+++ Seçilen Bölüm

29 Eylül 2010 Çarşamba

Jackson'ın Hakkı 3'tür


Basketbolu takip etmeye başladığım yıllarda Hidolu Kings'e yaptıklarından sonra Shaq'ın gidişiyle Gasol'ün gelişi arasında "Oh olsun, canıma desin" tarzında birkaç sene geçiren sonrasındaysa arka arkaya 3 final ve arka arkaya 2 şampiyonluk gören Lakers, bu sezonun da en büyük 3 şampiyonluk adayından biri. Geçen yıl Play-Off her tur bir vites daha artıran Kobe-Gasol-Bynum üçlüsüün yanındaki tecrubeli kadroyu muhafaza ederek üstüne ufak tefek eklemeler yapan Lakers'ın bu sezon da finale ulaşıp ulaşamayacağı büyük merak konusu.

++++++
+++ Sağlanan Bilgiler

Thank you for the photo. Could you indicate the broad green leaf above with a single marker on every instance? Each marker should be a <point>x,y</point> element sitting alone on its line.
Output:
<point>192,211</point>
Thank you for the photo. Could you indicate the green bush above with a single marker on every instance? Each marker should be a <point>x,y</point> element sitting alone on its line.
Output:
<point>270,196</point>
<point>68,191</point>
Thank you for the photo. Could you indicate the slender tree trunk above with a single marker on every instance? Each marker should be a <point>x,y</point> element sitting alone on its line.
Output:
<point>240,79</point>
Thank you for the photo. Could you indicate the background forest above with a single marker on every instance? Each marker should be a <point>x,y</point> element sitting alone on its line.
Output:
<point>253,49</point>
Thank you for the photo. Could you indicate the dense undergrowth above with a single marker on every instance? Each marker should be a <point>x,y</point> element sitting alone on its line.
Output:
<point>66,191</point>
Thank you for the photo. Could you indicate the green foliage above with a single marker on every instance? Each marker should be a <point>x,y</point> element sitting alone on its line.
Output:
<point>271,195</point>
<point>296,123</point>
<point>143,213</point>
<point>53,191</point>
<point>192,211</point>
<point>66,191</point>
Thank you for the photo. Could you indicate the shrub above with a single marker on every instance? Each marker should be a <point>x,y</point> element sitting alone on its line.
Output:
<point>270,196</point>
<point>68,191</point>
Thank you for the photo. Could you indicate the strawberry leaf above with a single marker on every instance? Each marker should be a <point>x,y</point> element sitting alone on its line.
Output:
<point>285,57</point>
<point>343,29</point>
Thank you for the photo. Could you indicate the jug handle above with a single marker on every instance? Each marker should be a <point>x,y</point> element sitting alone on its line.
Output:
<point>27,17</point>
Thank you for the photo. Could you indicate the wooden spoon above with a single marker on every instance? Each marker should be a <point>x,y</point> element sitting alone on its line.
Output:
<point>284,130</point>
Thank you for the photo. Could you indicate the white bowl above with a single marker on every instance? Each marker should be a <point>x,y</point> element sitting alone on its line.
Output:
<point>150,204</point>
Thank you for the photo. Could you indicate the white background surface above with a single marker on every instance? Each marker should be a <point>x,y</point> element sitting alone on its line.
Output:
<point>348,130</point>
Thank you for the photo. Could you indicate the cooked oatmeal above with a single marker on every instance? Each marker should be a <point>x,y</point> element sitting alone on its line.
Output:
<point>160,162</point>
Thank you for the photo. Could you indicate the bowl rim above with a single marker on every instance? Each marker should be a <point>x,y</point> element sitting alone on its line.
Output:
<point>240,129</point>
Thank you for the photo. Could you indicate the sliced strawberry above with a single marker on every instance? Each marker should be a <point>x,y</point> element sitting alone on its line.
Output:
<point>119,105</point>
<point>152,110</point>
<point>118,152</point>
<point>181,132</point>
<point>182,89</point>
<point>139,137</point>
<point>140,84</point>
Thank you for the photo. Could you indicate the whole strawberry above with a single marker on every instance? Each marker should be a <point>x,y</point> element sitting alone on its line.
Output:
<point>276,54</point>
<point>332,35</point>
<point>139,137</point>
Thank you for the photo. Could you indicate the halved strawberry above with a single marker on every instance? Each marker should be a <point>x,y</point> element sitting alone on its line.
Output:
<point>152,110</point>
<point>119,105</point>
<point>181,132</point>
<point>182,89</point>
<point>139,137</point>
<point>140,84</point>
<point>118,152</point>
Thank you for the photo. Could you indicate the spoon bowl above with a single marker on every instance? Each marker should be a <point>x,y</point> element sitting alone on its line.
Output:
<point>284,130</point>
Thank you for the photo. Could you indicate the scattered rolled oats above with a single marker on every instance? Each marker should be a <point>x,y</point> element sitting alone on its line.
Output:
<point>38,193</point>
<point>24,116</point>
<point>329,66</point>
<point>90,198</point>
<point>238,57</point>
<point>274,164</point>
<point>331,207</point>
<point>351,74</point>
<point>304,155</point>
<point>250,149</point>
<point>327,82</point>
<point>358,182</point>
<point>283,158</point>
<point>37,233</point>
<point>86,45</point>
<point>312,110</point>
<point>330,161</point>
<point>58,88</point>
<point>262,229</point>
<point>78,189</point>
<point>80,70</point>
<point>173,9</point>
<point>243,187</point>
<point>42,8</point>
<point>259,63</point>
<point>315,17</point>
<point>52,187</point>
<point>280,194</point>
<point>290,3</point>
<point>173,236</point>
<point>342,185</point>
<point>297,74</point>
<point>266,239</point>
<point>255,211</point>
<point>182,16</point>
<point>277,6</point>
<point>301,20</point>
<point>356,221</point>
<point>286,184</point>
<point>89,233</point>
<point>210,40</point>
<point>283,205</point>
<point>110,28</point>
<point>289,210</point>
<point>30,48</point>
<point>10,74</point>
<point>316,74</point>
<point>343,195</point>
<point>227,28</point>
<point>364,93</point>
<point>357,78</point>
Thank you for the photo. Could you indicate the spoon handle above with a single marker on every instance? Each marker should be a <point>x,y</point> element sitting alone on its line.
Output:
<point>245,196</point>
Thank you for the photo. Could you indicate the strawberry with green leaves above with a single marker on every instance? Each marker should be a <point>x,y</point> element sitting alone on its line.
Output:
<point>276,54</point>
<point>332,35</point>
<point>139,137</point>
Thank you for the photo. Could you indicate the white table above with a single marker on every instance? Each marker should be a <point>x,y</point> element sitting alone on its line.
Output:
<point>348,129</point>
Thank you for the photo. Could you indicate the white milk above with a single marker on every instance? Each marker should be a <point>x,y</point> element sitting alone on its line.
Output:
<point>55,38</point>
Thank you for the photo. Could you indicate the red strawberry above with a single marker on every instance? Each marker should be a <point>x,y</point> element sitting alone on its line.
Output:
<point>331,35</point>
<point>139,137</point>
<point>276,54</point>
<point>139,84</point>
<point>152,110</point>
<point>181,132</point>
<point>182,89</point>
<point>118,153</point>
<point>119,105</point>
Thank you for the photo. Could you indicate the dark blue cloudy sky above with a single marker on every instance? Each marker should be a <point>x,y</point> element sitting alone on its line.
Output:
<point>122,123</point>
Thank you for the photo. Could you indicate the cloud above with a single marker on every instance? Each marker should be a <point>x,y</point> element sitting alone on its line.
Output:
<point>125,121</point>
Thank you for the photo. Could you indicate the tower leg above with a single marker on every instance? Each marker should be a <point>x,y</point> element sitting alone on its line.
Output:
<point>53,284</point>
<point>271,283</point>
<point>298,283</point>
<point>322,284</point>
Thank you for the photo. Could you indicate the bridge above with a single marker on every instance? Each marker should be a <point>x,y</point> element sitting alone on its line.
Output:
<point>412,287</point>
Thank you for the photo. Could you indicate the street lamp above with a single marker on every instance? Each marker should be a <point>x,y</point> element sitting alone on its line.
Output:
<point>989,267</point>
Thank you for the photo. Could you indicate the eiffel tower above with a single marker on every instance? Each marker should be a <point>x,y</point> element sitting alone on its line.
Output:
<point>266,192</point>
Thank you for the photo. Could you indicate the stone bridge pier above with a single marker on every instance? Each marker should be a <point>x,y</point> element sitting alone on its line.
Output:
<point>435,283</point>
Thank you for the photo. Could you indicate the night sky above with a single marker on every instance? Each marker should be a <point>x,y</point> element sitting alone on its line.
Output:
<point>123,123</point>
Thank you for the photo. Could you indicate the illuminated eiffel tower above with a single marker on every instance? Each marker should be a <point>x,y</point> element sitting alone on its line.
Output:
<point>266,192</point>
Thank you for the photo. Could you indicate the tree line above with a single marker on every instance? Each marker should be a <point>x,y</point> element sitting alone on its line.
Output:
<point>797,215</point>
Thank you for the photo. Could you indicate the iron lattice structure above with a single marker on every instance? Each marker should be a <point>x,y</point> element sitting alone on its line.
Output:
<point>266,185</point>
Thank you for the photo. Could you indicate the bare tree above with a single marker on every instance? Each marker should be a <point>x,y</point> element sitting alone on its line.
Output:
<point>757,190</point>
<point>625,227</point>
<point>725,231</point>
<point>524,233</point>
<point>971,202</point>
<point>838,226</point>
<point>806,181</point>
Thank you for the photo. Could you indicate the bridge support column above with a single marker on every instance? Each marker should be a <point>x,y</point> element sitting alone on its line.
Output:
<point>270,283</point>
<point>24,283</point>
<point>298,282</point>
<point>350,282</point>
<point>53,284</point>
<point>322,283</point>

++++++
+++ Sağlanan Bilgiler

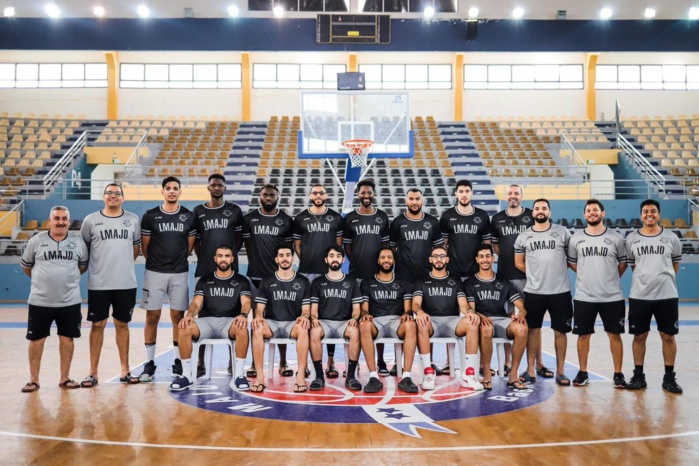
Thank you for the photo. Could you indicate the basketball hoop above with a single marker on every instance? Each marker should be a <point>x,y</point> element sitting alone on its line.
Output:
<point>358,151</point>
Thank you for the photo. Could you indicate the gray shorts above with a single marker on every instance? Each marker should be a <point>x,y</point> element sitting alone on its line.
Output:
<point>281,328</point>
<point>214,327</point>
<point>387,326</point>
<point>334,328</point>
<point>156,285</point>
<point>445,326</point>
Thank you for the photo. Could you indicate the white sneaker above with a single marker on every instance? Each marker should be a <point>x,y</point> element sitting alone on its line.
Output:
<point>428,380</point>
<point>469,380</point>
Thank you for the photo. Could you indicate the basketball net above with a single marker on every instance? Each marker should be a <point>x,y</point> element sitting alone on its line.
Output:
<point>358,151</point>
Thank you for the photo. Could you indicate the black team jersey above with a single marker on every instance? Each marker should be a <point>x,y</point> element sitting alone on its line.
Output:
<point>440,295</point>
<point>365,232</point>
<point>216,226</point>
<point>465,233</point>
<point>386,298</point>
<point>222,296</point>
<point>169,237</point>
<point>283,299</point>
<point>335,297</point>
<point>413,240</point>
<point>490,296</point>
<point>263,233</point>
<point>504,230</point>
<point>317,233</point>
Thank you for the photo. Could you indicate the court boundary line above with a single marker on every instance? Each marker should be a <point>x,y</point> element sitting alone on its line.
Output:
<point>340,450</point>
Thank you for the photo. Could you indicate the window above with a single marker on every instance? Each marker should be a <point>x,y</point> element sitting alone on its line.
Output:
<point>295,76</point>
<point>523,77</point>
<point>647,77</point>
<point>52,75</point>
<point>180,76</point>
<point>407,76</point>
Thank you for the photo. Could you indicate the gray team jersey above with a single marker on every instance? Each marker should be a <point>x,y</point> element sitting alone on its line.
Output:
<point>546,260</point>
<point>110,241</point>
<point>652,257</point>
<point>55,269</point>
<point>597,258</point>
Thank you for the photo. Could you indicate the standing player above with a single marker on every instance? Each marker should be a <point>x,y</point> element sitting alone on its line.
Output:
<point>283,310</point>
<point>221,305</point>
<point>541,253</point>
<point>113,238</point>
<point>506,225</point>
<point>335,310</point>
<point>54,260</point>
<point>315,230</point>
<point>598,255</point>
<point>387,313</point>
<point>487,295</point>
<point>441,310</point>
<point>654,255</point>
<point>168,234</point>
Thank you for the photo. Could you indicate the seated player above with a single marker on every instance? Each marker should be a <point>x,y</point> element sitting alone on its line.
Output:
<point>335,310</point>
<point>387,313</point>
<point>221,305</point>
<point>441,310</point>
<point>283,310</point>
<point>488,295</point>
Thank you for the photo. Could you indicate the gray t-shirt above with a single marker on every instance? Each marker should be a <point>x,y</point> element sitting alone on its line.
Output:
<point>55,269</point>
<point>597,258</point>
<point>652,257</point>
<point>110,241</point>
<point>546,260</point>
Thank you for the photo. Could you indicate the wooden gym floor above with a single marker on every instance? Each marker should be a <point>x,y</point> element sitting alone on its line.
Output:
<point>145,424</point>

++++++

• **Yapılacaklar**
a: Lakers yazısındaki şu cümleyi İngilizceye çevirin: "Geçen yıl Play-Off her tur bir vites daha artıran Kobe-Gasol-Bynum üçlüsüün yanındaki tecrubeli kadroyu muhafaza ederek üstüne ufak tefek eklemeler yapan Lakers'ın bu sezon da finale ulaşıp ulaşamayacağı büyük merak konusu."
b: Lakers yazısında "Jackson'ın Hakkı 3'tür" ile başlayıp "büyük merak konusu." ifadesine kadar süren kısmı aynen kopyalayın.
c: Lakers'ın yeni sezonunu ele alan yazıyı kaldığı yerden devam ettirin.

• **Alıştırma Sonuçları**
a: Whether the Lakers, who kept the experienced roster alongside the Kobe-Gasol-Bynum trio that shifted up a gear with every playoff round last year and made small additions on top of it, will reach the finals again this season is a matter of great curiosity.

b:
Jackson'ın Hakkı 3'tür


Basketbolu takip etmeye başladığım yıllarda Hidolu Kings'e yaptıklarından sonra Shaq'ın gidişiyle Gasol'ün gelişi arasında "Oh olsun, canıma desin" tarzında birkaç sene geçiren sonrasındaysa arka arkaya 3 final ve arka arkaya 2 şampiyonluk gören Lakers, bu sezonun da en büyük 3 şampiyonluk adayından biri. Geçen yıl Play-Off her tur bir vites daha artıran Kobe-Gasol-Bynum üçlüsüün yanındaki tecrubeli kadroyu muhafaza ederek üstüne ufak tefek eklemeler yapan Lakers'ın bu sezon da finale ulaşıp ulaşamayacağı büyük merak konusu.

c:
Lakers geçen sezonu NBA Finali 7. maçında kupayı kaldırdıktan sonra aktif sayılabilecek bir yaz dönemi geçirdi. Kobe'nin ameliyatı, Fisher ve Farmar'ın kontratlarıyla ilgili çıkan sorunlar, Phil Jackson'ın Three Peat aşkına kontratında fedakarlığa gidip gitmeyeceği sorunsalı, gelenler, gidenler derken LA'de yaz, New York'taki kadar aktif geçti.

Öncelikli sorunlar son iki sezonun Finaller MVP'si Kobe'nin ameliyatı ve koç Phil jackson'ın kontratıydı. İkisi de olumlu sonuçlandıktan sonra sırada Farmar ve Fisher ile anlaşmak vardı. Farmar takımla anlaşamayıp liderlik özelliklerini (!) gösterebileceği Nets'e giderken, 2010 Play-Off'larının Sheed ile birlikte en önemli X-Factor'ü Fisher ile anlaşıldı. Farmar'ın yerine Blake takıma eklenirken, bir sürpriz sayesinde takıma katılan Matt Barnes ve veteran uzun Theo Ratliff deeklenen diğer isimler oldular.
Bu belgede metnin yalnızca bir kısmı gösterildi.